Rows from a pointing dataset
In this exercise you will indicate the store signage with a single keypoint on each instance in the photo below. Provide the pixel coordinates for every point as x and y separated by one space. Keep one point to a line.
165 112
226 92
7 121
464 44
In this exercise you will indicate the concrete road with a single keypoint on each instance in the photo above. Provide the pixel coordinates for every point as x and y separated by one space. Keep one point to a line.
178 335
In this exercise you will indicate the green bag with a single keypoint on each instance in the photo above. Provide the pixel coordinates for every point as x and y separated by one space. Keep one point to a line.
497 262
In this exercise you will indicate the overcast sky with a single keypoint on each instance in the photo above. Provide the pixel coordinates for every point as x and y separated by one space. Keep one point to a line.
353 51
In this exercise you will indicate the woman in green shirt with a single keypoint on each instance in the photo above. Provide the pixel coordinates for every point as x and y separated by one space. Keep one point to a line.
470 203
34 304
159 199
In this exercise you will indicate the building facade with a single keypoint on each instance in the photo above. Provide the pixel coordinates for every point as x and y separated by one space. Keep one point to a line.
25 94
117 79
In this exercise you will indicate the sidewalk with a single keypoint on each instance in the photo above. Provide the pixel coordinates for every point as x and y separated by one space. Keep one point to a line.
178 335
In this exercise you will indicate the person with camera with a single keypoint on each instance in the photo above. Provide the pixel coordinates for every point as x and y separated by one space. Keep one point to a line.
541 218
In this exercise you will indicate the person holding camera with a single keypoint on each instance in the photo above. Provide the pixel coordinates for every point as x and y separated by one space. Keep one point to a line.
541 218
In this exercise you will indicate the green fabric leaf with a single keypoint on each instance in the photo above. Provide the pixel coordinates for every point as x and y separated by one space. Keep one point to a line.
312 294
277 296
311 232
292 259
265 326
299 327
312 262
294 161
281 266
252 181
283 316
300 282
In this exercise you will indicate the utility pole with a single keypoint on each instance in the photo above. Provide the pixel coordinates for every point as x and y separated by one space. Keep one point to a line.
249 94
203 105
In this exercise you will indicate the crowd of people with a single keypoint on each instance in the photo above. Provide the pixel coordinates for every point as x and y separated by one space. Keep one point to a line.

**What is needed**
Reproduce all of the material above word for word, keeping every line in its original order.

**Output**
In this exercise you will indicate the store signage with a single keypoint on each instance in the photo below. Provide the pixel coordinates for every point as x and y separated by one space. Keep one point to a line.
165 112
226 92
7 121
464 44
In this exercise you will indicate the concrete road with a single keypoint on each instance in the photo above. Provide the pixel coordinates for every point as x and y separated by one space. Keep one point to a line.
178 335
In this exercise you will indicate the green bag with a single keypoint on each instance in the photo above. Provide the pixel coordinates for every point as x and y separated by one space. Keep one point to a line.
497 262
In this exercise you will indicate the overcast sky with a single keypoint on each instance in the photo above. Provide the pixel coordinates for every point as x and y separated by one space. Keep one point to a line.
353 51
In this exercise you will indicate the woman in green shirt with a single keypoint on each instance in the photo above. Provide the pixel coordinates for every point as x and y separated by one space. Keep one point to a line.
470 203
34 304
159 199
In this exercise you will indicate the building facade with a single keypoint on each instance in the photo above. Provide the pixel coordinates for every point as x and y separated by one space. Keep one point to a line.
25 94
117 79
In this exercise you will indicate the sidewalk with a single keypoint on each instance in the photo above. Provide the pixel coordinates for every point as x and y separated by one space. Keep one point to a line.
178 335
In this exercise you will indicate the person with camera with a single keypoint on each instance in the photo above. Provide the pixel coordinates for every point as x and y separated by one space. Keep one point to a line.
541 218
In this exercise you will indicate the person holding camera with a single keypoint on each instance in the photo above. Provide the pixel coordinates for every point as x and y separated by one space. Keep one point to a line.
541 218
In this exercise you will indicate the green fabric leaf with a single keypoint on each instance in the photo above. Provide the pixel coordinates for every point as x and y separated by one space. Keep one point to a line.
312 294
277 296
311 232
292 259
265 326
299 327
312 262
294 161
281 266
252 181
283 316
300 282
In this exercise you will indicate the utility pole with a single keypoint on each instance in the photo above. Provide the pixel coordinates for every point as x and y separated by one space. Keep one point to a line.
249 94
203 105
In this exercise you will indicate the crowd of people with a single keypoint on each instance in the photo above. Provide the pixel coordinates for every point as x and y separated by one space. Keep one point to a line.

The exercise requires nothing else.